| Your instructions |
State how many lines of the listing below contain the word "handrail". Give only the number.

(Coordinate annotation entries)
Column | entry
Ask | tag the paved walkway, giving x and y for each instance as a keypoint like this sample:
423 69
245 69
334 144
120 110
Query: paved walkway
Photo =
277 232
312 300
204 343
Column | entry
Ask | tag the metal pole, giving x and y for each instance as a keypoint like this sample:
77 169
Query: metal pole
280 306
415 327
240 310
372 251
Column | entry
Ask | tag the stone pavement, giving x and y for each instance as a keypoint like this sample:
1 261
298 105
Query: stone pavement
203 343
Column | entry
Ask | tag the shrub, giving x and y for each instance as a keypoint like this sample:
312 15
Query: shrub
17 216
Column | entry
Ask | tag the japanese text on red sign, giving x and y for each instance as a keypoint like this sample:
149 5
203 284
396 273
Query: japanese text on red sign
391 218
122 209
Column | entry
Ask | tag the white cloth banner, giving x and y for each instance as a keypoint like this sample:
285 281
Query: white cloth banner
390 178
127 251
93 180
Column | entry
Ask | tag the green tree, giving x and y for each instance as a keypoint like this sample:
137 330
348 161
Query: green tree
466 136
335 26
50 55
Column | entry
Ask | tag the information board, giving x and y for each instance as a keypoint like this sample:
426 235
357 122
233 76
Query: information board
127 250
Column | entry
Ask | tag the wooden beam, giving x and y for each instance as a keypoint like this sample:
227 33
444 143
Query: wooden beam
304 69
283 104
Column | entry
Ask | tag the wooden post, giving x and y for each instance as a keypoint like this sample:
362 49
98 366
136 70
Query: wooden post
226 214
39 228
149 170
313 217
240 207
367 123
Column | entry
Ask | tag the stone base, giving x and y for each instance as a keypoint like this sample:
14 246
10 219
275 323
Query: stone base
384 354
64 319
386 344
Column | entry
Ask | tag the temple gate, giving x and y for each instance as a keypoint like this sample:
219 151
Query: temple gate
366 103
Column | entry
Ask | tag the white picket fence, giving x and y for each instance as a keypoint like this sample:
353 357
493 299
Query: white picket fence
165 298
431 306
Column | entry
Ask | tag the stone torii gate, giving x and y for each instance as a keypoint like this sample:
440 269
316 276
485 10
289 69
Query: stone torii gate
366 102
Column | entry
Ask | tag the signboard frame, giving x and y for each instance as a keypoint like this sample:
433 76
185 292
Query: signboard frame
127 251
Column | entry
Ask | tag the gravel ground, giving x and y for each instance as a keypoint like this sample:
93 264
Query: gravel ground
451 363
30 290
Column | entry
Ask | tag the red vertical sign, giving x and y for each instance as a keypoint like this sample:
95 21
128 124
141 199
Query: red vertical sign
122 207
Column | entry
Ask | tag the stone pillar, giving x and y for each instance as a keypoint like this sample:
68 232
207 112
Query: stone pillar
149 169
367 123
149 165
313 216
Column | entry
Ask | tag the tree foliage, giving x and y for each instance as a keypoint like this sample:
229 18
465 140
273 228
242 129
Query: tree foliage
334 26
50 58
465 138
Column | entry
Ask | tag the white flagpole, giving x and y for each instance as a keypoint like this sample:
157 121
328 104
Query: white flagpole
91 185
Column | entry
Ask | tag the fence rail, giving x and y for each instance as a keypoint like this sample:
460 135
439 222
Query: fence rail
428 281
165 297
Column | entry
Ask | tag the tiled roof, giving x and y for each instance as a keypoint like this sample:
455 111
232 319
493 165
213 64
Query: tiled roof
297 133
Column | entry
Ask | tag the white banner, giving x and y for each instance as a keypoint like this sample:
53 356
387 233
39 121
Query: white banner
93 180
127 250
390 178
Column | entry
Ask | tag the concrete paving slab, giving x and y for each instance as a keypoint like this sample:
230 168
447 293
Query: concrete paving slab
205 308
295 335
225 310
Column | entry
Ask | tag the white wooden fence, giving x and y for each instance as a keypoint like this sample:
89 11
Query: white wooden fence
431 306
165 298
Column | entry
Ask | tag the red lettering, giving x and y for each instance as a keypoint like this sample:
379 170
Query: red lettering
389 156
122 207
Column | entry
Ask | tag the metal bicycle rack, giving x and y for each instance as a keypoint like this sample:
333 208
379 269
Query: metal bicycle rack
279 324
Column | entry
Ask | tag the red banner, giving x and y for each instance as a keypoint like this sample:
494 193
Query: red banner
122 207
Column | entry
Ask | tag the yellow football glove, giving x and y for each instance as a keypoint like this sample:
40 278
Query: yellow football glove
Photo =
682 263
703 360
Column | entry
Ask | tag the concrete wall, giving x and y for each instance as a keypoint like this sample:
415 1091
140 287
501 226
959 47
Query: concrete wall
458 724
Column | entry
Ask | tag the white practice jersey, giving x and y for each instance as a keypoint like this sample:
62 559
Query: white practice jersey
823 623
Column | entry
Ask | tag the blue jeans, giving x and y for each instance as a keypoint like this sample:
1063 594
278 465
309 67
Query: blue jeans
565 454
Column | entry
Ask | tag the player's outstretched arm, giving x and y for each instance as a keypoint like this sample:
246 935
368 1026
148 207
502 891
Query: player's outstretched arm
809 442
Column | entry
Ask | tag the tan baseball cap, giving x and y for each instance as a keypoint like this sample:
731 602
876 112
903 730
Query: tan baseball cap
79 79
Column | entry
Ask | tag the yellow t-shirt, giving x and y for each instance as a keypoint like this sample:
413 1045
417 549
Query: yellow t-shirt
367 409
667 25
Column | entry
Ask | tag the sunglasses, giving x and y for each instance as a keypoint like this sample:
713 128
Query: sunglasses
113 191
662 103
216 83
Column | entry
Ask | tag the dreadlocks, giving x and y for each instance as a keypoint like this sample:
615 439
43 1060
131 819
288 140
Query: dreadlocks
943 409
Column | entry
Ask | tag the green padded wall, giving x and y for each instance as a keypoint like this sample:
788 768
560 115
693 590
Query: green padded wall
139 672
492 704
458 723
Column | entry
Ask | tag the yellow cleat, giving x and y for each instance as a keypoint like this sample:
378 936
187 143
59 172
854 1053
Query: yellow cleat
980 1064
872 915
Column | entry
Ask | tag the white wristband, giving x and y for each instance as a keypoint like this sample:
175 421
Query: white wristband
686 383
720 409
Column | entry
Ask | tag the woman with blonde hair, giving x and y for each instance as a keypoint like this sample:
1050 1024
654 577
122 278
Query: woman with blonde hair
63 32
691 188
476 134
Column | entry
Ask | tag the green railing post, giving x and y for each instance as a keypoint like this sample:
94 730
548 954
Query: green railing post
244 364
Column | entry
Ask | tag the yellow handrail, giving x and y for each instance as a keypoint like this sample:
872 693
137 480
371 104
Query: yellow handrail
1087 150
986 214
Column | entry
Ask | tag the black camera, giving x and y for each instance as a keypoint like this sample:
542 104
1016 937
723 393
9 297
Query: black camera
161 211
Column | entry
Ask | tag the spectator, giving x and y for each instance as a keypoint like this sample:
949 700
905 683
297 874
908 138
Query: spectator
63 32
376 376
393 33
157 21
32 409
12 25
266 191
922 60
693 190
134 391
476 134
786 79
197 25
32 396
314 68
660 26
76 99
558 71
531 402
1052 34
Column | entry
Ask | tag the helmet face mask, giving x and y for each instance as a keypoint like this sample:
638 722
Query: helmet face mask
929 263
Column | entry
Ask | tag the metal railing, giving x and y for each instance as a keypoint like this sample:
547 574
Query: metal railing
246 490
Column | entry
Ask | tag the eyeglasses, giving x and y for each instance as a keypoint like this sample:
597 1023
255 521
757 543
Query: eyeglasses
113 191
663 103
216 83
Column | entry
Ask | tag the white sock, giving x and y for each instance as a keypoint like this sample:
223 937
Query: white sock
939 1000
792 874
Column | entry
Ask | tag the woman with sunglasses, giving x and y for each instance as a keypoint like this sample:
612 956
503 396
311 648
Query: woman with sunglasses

| Finished answer |
2